課題 a →
下の記録データで、文字列「white」を含む行がいくつあるか数えてください。答えは数だけにしてください。

引用元抜粋 →
--
参照:「お金を稼ぐ方法を教える系の我利我利亡者にもの申す」



我利我利亡者は、現在でしたら特にネットビジネス系、なんちゃらビジネスのコンサルタントを名乗る輩や、自己啓発系ビジネスの類いなど、この辺りで沢山観測することが出来ます。



これらの類いは、「お金を沢山取るけれども、責任は取らない」という特徴があります。

お客様に対してお金だけ取って「あなた次第」とか「行動しないから悪い」とか、言い逃ればかりしている自称コンサルタントなどが当てはまる種族です。

いわゆる「稼ぐ系」でコンサルタントを名乗る詐欺師に、顕著に観られます。

逃げる言い訳と自己正当化する理論武装だけはいっちょ前です。



「金銭のやり取りは成功報酬で、成果が出たらお客様が踏ん張って下さったからこそ、成果が出ないのはコンサルタントである自分の不備であり自分の責任」と、堂々と言えば格好良いのですがね。

本当に実力と自信が備わっているならば、堂々と胸を張ってこのように言えるでしょうに。

それが出来ないのは、「本当は実力も自信も無いけれど、お金だけ欲しいから先に盗っておき、責任は一切取りたくない」という事の現れでありましょう。
--
記録データ →
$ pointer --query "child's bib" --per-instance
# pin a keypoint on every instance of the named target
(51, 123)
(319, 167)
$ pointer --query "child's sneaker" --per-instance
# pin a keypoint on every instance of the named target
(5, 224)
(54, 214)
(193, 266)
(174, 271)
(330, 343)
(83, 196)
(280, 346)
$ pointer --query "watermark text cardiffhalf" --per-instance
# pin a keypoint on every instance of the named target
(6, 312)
--
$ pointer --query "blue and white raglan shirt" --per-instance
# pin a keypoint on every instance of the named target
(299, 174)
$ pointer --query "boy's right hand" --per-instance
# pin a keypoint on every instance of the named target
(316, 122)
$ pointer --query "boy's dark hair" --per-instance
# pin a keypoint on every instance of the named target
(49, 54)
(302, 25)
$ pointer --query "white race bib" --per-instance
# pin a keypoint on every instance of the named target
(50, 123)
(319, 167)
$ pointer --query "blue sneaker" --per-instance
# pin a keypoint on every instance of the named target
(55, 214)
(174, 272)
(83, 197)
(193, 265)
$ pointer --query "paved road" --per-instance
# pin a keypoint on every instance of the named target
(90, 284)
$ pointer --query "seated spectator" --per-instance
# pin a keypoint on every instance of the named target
--
課題 b →
我利我利亡者についての文章では、この類いにはどんな特徴があると書かれていますか。

回答全文 a →
2

回答全文 b →
「お金を沢山取るけれども、責任は取らない」という特徴です。